### What is asked
Copy out each line of the material below that contains the word "tire". Case counts, so match it exactly.

### The records
★ ★ ★ ★ ★

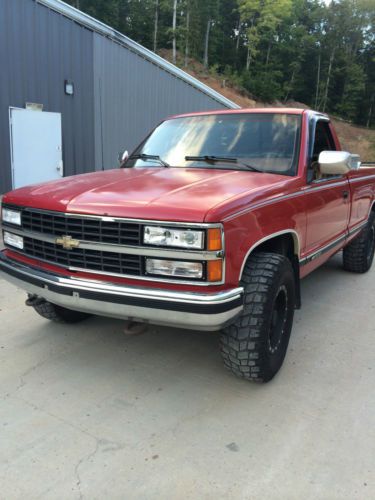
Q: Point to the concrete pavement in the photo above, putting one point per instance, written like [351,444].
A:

★ ★ ★ ★ ★

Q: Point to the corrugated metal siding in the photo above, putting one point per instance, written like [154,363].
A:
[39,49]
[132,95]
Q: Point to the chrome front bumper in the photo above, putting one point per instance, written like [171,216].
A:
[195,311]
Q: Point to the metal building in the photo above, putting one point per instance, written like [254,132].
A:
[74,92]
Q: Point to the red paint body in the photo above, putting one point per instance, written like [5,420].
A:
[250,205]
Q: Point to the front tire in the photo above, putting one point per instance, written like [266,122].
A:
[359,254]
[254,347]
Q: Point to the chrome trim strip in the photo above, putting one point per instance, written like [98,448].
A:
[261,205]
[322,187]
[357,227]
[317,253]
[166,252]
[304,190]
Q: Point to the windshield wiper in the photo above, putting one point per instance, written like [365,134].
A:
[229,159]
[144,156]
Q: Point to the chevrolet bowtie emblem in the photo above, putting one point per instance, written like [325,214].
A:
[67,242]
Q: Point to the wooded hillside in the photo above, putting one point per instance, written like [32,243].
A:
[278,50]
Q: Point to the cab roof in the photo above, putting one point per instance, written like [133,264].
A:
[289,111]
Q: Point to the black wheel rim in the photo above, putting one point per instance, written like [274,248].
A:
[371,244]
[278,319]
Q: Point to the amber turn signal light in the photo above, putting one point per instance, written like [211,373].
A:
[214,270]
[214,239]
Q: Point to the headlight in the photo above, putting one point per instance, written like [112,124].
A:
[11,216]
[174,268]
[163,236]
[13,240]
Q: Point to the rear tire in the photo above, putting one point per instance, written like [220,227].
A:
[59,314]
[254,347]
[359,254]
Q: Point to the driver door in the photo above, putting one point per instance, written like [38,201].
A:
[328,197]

★ ★ ★ ★ ★

### Exercise output
Q: Point to the front tire in the photo above, putting one point per instance, written like [266,122].
Q: Point to the rear tire in the photo above, putting one point per instance, written like [220,227].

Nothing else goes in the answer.